The present study demonstrates that GMFG is required for the migration and chemotaxis of human T-lymphocytes. The loss of GMFG results in reduced cell migration which appears to be associated with altered integrin expression and increased cell adhesion. These results suggest that GMFG may be required for the proper control of cellular adhesion which is essential for cell movement.


GMFG is present in the pseudopodia of SDF1 treated T-lymphocytes

The intent of our studies was to examine the roles of proteins found in the pseudopodia of chemotactically stimulated lymphocytes. Pseudopodia of SDF1 stimulated Jurkat cells were isolated from the undersides of transwell insert membranes containing 3 μm pores. The pores prevented full transmigration but did permit pseudopodia extensions through the membrane pores. The proteins in the pseudopodia were subsequently identified by mass spectrometry.

Glia maturation factor gamma was consistently identified by mass spectrometry in all of the pseudopodia isolates from SDF1 stimulated Jurkat. The peptides that were identified for GMFG are listed in Additional file 1. However, GMFG was not detected when the same amount of protein from whole cell lysates was examined by mass spectrometry under identical conditions. Clearly GMFG must be present in the lysates of cells that the pseudopodia were isolated from. However, the presence of GMFG was potentially masked by the presence of higher abundance proteins that were reduced in the pseudopodia preparations. A western blot based comparison of GMFG levels in pseudopodia and cell lysates, confirmed that GMFG was enriched ~1.5-fold in pseudopodia relative to whole cell lysates (Figure 1A&B). Immunofluorescence microscopy further demonstrated that GMFG was recruited to the leading edge of SDF1 stimulated IL-2 dependent peripheral blood T-lymphocytes (arrowheads, Figure 1C&E). However, GMFG was also detected throughout the cell body particularly in the region immediately behind the nuclei of migrating cells. Similar distributions were also observed in migrating Jurkat and CCRF-CEM cells (not shown). These results indicated that a component of the total cellular GMFG pool was recruited to the leading edges of migrating T cells and enriched relative to the cell bodies.

Figure 1
figure 1

GMFG is enriched in lymphocyte pseudopodia. Panel A) The proteins in isolated pseudopodia (PS) or whole cell lysates (WC) of Jurkat T cells separated by SDS-PAGE. The levels and protein patterns were determined by staining for total protein (left panels) and the levels of GMFG in each fraction were assessed by western blot (right panels). Panel B) Quantitation of the intensity of the GMFG bands observed in the western blots in A. The GMFG levels were 45% greater in the pseudopodia than in the whole cell lysate (n = 3, * p = 0.017). Panels C-F) Confocal images of GMFG distribution in IL-2 dependent T cells. C, E) Arrowheads indicate the presence of GMFG at the leading edge of the cell. D, F) Difference interference contrast images of the same cells for comparison of cell morphology.

GMFG is required for SDF1 induced T-lymphocyte chemotaxis

The accumulation of GMFG in the leading edge of the cell suggested that it could be involved in cell migration. The role of GMFG in these processes was examined using shRNA to reduce GMFG protein expression levels. Jurkat cells were transduced with one of three distinct shRNA clones that targeted different regions of the GMFG sequence. Western blot analysis of GMFG levels demonstrated that each of these clones caused a 65–76% reduction in GMFG levels relative to cells transduced with a non-silencing control vector (Figure 2A). The control transductants had GMFG levels similar to those of wild type Jurkat cells suggesting that the transduction process per se did not impact on the expression of this protein.

Source material =
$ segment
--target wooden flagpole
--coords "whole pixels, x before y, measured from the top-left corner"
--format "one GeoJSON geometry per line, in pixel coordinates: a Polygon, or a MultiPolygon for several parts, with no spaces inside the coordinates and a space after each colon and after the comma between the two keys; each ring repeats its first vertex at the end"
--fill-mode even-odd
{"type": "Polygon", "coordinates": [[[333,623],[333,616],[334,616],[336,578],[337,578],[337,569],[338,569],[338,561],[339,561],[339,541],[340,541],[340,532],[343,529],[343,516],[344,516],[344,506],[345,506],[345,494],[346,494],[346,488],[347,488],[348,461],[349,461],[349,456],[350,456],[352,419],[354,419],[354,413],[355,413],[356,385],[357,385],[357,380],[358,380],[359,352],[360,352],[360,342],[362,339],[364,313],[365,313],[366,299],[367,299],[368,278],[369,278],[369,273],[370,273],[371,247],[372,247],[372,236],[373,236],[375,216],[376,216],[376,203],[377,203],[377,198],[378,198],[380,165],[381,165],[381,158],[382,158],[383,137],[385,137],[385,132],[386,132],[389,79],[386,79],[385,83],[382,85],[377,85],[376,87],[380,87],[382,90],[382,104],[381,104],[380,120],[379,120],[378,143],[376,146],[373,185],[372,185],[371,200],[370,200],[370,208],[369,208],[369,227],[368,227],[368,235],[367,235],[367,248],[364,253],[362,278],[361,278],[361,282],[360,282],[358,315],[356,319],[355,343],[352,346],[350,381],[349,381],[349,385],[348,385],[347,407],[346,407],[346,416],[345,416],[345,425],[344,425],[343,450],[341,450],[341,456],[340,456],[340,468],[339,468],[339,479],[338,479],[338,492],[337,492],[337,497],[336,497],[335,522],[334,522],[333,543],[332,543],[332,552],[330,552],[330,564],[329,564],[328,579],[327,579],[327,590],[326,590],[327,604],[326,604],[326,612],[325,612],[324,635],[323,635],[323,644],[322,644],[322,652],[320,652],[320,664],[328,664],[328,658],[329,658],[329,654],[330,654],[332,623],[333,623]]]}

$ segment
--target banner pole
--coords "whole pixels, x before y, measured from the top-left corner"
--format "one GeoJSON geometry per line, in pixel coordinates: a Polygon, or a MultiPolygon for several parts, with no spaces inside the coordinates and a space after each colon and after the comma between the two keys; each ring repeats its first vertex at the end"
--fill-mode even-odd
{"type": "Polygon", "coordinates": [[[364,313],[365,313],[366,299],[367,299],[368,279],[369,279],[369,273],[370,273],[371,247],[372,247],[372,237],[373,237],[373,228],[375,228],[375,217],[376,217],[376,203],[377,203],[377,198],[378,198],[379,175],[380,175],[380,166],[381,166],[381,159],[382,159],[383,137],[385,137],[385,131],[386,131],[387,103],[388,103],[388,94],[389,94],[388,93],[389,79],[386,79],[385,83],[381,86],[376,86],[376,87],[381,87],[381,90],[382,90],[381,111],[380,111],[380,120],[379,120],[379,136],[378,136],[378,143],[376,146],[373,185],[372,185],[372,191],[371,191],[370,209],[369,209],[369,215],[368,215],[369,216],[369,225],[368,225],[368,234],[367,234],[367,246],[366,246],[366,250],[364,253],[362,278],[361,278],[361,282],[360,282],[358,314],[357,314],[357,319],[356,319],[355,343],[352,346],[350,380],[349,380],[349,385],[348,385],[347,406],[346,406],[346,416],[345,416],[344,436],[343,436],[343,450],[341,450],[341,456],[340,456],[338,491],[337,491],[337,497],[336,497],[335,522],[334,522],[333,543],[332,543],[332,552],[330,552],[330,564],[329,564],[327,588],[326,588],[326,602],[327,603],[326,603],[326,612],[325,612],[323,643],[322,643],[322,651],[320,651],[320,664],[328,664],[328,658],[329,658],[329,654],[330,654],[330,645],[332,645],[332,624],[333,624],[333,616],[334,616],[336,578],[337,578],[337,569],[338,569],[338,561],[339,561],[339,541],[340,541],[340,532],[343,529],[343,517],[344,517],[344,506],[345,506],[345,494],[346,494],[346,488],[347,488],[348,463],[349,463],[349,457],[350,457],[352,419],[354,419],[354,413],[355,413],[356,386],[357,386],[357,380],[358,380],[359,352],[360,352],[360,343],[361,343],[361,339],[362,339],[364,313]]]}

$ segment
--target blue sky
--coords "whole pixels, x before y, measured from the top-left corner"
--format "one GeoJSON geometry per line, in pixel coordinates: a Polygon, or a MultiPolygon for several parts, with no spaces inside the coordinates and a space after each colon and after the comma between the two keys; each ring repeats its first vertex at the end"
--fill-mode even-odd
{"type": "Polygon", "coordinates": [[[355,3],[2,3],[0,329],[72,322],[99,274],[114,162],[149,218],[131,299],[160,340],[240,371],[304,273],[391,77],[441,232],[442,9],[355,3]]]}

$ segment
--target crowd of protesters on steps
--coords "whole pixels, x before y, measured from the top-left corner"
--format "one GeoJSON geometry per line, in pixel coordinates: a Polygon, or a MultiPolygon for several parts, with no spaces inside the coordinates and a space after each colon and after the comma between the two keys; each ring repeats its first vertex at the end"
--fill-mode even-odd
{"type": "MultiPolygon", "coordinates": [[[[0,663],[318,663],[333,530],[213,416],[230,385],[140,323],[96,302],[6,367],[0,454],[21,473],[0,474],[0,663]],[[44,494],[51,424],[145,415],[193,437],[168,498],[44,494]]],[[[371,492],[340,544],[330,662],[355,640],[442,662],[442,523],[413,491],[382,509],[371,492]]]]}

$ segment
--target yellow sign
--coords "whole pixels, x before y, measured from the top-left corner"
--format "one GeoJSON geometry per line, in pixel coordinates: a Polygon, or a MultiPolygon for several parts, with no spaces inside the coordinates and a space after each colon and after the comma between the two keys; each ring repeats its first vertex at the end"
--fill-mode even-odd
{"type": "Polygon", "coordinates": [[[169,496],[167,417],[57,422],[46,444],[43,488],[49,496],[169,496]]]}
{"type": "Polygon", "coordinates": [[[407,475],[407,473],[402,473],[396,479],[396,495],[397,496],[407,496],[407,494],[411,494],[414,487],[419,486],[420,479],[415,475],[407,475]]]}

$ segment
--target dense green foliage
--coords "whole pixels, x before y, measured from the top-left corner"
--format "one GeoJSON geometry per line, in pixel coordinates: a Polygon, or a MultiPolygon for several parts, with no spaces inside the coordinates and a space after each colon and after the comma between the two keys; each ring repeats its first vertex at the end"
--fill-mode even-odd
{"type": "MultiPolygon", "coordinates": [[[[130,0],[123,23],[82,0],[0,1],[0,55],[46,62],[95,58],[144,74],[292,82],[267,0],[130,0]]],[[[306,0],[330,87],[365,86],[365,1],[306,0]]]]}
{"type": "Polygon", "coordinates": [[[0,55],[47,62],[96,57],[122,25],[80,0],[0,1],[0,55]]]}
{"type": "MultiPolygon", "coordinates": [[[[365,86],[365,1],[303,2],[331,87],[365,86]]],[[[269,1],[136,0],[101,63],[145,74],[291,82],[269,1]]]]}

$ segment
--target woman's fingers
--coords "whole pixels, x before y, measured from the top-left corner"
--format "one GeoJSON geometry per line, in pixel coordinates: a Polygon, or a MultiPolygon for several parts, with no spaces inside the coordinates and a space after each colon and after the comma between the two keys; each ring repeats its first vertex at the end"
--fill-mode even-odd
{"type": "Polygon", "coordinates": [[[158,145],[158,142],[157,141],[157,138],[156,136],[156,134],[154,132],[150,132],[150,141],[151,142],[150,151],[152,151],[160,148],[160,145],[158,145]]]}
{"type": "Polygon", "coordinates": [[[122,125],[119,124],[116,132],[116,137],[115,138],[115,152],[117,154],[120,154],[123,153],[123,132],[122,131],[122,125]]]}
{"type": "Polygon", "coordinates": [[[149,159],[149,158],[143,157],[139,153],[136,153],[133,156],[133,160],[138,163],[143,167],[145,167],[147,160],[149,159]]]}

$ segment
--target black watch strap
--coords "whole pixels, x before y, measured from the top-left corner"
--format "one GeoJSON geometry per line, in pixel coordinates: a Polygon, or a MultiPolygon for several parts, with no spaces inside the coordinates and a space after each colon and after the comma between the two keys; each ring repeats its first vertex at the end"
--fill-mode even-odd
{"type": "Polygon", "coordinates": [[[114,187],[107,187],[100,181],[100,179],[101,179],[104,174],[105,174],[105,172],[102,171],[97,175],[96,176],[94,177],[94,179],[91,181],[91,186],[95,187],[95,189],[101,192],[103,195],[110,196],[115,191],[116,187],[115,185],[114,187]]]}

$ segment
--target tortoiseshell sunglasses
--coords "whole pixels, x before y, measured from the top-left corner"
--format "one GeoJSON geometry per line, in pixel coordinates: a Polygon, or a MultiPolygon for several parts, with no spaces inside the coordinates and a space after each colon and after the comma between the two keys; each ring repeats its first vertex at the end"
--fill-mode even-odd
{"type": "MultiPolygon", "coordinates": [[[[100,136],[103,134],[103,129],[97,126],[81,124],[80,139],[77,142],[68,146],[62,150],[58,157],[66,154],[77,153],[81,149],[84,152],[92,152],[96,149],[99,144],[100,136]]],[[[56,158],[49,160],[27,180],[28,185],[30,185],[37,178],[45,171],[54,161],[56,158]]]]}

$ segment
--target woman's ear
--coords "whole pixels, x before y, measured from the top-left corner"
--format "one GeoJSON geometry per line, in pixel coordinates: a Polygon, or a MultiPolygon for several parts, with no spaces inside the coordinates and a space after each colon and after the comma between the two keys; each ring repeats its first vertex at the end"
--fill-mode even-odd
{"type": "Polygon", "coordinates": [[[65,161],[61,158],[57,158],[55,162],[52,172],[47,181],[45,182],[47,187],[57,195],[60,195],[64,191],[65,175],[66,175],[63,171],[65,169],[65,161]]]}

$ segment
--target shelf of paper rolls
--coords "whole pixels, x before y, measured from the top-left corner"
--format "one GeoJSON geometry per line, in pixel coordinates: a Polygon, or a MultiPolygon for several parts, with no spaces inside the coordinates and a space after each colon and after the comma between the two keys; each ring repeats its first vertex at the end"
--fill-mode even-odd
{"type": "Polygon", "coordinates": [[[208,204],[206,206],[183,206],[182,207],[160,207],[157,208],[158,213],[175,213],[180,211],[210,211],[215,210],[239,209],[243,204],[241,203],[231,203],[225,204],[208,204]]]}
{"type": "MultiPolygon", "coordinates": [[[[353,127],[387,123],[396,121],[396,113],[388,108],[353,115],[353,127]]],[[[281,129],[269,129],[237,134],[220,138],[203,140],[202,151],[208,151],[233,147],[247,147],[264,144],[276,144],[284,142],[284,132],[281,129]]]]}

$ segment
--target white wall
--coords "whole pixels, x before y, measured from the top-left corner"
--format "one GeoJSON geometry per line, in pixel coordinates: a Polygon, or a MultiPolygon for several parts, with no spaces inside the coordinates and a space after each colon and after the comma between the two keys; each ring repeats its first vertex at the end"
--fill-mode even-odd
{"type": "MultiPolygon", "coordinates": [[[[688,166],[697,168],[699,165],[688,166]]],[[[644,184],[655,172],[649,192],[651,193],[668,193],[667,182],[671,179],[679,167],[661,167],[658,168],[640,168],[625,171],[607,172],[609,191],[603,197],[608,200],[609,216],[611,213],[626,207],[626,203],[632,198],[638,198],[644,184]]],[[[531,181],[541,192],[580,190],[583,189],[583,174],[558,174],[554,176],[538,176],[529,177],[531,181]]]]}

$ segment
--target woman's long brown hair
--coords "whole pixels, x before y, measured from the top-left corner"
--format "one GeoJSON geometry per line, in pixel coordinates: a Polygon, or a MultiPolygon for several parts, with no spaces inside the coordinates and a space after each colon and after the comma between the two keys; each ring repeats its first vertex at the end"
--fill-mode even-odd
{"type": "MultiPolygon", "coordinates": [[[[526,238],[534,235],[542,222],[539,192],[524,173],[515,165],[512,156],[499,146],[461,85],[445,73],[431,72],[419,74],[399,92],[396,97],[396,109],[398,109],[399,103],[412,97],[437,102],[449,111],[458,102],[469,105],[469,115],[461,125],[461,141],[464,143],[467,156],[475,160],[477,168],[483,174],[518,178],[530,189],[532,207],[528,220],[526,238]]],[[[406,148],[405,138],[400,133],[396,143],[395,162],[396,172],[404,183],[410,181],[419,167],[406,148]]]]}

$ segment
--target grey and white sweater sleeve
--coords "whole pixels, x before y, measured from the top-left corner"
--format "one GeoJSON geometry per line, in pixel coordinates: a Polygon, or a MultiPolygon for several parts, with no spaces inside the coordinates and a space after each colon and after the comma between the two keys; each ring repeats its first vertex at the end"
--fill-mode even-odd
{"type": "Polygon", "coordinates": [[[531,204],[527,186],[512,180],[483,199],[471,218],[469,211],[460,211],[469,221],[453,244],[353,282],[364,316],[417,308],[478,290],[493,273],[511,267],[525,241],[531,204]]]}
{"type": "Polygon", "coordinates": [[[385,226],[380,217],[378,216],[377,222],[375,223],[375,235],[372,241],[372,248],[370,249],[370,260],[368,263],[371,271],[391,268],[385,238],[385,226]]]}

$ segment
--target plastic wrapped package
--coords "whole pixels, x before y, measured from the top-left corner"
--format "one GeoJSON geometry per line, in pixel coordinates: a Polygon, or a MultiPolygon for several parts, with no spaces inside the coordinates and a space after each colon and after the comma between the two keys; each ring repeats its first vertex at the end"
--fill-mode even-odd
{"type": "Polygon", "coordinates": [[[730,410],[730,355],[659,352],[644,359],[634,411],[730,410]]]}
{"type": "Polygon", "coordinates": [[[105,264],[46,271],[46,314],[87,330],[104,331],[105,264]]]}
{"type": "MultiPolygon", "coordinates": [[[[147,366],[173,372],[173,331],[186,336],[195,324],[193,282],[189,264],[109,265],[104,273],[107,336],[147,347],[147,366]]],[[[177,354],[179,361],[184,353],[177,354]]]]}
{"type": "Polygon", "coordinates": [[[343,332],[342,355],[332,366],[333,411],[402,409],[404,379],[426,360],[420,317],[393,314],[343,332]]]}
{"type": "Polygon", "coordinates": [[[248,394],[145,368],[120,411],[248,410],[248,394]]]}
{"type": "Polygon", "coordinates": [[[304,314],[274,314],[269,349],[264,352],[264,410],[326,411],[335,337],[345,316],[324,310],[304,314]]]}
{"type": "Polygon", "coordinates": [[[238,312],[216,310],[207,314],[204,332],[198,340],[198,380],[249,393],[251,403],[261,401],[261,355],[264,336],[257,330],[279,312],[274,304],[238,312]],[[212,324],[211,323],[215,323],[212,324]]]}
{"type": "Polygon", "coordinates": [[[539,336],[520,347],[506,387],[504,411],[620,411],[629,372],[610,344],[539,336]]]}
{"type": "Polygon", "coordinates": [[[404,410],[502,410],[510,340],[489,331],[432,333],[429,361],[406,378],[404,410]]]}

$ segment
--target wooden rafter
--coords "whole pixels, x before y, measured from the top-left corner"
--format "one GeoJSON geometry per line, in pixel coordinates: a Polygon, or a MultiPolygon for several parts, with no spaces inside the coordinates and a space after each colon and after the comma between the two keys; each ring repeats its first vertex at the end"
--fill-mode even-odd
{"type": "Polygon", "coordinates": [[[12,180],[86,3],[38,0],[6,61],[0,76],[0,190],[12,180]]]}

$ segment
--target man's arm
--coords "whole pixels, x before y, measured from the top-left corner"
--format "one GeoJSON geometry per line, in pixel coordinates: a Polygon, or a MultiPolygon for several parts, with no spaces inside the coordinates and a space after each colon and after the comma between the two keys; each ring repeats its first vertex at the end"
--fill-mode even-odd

Your tasks =
1. Reproduce the GMFG excerpt from "GMFG is enriched" up to and including "of cell morphology.".
2. Summarize the GMFG excerpt in two sentences.
The records have nothing to do with what is asked here.

Task results =
1.
GMFG is enriched in lymphocyte pseudopodia. Panel A) The proteins in isolated pseudopodia (PS) or whole cell lysates (WC) of Jurkat T cells separated by SDS-PAGE. The levels and protein patterns were determined by staining for total protein (left panels) and the levels of GMFG in each fraction were assessed by western blot (right panels). Panel B) Quantitation of the intensity of the GMFG bands observed in the western blots in A. The GMFG levels were 45% greater in the pseudopodia than in the whole cell lysate (n = 3, * p = 0.017). Panels C-F) Confocal images of GMFG distribution in IL-2 dependent T cells. C, E) Arrowheads indicate the presence of GMFG at the leading edge of the cell. D, F) Difference interference contrast images of the same cells for comparison of cell morphology.

2. Mass spectrometry found GMFG in the pseudopodia of SDF1-stimulated Jurkat cells, where it was enriched about 1.5-fold relative to whole cell lysates, and part of the GMFG pool was recruited to the leading edge of migrating T cells. Jurkat cells given any of three shRNA clones showed a 65–76% drop in GMFG, and the study concludes that GMFG is required for T-lymphocyte migration and chemotaxis, with its loss linked to altered integrin expression and increased cell adhesion.